### Aim of the task
Lines from the one containing "the vehicle headlight." to the end of the entries below must be reproduced exactly, with both end lines kept and no other line added.
+--
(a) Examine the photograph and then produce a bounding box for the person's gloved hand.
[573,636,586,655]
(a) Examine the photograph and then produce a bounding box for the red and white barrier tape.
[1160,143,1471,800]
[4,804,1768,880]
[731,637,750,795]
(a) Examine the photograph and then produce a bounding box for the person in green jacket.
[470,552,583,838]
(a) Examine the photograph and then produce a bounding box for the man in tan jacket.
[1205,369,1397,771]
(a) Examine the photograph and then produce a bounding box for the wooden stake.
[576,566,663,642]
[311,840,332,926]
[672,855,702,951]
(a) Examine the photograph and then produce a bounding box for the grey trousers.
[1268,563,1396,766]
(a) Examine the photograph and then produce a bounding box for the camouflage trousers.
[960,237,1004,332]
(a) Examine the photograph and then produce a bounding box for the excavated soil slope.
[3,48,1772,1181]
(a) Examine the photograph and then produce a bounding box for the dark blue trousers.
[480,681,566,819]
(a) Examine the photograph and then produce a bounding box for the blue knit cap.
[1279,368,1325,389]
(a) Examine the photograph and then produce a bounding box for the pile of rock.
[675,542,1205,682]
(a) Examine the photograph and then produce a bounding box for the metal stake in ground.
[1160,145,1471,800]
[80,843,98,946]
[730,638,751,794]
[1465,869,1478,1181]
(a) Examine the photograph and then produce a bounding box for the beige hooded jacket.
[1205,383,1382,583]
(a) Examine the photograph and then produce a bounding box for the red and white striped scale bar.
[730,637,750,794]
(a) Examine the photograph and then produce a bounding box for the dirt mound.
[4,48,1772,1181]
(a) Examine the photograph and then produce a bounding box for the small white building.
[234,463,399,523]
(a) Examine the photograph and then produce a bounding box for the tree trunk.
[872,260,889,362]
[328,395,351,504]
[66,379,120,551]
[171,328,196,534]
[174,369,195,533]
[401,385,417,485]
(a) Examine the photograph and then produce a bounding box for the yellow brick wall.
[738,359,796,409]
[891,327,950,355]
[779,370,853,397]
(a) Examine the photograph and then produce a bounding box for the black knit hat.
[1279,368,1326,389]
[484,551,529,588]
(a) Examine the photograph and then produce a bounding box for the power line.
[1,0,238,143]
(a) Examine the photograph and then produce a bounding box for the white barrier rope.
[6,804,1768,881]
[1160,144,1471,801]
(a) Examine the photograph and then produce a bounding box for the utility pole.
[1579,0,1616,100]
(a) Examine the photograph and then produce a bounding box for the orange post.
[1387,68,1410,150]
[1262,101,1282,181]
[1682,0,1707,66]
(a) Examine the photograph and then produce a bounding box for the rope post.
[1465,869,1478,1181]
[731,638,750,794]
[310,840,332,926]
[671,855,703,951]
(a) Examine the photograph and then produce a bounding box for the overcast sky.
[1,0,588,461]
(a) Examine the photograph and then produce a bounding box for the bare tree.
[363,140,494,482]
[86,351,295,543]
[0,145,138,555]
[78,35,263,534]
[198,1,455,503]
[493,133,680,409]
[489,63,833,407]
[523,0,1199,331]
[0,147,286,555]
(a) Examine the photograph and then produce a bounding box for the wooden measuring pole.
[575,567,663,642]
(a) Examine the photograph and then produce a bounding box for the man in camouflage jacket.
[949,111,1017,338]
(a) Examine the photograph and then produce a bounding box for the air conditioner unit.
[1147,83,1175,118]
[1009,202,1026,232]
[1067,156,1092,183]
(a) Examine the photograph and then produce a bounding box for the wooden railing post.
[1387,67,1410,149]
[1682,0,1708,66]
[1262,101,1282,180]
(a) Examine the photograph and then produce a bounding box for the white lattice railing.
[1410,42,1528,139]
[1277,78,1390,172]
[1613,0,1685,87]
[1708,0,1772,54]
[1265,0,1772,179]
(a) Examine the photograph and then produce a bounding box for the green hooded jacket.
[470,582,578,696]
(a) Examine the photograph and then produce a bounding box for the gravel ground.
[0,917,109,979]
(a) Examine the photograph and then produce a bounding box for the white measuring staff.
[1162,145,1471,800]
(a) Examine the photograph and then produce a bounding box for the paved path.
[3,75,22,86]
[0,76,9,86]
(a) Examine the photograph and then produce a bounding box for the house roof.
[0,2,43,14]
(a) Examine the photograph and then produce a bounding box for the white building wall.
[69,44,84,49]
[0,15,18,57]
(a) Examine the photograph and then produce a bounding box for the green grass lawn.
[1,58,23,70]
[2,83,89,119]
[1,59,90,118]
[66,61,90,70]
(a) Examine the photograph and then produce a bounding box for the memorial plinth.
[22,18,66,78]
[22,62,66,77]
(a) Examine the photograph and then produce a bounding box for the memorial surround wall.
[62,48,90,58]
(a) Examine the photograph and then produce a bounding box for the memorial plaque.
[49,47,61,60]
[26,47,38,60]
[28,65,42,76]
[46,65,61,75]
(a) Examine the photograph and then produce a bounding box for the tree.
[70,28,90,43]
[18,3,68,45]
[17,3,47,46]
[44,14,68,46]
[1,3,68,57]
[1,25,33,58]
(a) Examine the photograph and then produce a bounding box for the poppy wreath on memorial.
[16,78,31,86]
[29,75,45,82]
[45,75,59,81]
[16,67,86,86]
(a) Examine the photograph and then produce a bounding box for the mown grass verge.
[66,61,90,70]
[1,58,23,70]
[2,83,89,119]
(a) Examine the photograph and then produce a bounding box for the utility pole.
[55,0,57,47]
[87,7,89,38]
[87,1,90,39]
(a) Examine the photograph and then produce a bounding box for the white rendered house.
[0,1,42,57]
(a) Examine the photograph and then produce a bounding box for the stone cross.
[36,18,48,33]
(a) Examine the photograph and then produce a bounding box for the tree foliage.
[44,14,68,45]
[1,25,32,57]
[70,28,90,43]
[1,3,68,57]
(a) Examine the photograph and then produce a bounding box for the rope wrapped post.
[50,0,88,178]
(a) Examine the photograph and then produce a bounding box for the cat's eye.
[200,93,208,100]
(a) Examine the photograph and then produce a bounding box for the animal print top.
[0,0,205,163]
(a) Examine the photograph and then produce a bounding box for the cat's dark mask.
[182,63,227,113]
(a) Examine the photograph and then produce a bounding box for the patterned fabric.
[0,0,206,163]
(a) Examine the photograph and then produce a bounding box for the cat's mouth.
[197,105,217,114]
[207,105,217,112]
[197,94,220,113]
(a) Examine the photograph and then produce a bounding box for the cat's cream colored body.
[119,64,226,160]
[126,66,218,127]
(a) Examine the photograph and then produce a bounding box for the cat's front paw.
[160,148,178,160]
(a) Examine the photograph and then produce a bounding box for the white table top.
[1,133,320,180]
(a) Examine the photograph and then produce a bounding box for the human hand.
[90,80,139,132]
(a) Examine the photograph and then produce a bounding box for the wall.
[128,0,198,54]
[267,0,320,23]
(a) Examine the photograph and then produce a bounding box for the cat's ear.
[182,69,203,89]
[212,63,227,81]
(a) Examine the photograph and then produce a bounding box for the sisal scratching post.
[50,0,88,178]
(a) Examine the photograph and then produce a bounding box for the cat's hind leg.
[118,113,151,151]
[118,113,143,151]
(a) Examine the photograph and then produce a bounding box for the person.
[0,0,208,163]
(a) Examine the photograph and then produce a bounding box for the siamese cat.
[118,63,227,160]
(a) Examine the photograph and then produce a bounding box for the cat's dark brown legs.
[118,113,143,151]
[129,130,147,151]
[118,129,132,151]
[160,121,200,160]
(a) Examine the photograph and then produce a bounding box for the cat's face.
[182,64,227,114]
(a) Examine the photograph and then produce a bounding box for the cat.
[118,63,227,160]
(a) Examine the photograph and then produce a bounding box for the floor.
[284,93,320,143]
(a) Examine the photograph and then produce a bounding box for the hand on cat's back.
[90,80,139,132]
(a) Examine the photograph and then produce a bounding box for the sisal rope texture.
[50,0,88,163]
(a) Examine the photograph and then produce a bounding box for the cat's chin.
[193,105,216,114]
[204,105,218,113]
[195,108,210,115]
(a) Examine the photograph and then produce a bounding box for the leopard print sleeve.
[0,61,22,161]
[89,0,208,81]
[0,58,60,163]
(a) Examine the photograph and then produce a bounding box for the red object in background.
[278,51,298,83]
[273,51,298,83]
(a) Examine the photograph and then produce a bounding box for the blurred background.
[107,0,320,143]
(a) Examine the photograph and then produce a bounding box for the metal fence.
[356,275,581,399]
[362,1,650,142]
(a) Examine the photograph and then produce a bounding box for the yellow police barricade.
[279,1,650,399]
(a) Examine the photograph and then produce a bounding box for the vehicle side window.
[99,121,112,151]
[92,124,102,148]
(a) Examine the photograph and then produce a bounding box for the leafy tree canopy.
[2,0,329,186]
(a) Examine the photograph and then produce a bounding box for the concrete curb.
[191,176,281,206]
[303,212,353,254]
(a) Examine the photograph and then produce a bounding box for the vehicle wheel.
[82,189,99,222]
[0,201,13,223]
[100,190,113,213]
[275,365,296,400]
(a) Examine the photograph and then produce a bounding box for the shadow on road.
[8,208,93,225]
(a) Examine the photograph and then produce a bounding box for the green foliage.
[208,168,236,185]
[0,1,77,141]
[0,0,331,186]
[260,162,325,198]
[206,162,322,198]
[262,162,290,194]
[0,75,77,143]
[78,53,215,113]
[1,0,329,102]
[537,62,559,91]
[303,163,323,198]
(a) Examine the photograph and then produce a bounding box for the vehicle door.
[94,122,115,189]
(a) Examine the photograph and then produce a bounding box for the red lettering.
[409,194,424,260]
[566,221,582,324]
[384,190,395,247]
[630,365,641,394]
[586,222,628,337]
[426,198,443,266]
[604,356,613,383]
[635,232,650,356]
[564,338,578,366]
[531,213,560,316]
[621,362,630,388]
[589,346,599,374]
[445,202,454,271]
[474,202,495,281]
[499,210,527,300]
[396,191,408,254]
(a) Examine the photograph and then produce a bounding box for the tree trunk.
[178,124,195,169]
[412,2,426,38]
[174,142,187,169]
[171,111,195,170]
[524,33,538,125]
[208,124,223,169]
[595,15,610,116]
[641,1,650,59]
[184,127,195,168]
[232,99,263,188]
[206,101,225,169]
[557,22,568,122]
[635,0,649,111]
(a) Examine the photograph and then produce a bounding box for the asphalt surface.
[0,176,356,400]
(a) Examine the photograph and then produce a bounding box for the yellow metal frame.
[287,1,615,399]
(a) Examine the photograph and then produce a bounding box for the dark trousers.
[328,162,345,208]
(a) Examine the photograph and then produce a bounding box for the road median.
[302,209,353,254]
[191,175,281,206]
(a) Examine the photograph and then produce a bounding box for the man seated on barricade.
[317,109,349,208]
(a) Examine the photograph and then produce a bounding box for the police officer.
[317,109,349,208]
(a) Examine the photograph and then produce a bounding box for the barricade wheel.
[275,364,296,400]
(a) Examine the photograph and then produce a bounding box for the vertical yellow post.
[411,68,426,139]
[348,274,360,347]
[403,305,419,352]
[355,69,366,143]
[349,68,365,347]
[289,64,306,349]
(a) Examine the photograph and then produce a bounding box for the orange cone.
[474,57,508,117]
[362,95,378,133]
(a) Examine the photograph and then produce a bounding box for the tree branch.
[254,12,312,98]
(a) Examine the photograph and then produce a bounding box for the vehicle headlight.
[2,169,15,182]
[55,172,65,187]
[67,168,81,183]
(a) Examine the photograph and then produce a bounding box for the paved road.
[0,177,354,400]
+--
### Written reply
(a) Examine the photograph and then produce a bounding box for the vehicle headlight.
[2,169,15,182]
[55,172,65,187]
[67,168,81,183]
(a) Examine the photograph and then produce a bounding box for the paved road.
[0,177,354,400]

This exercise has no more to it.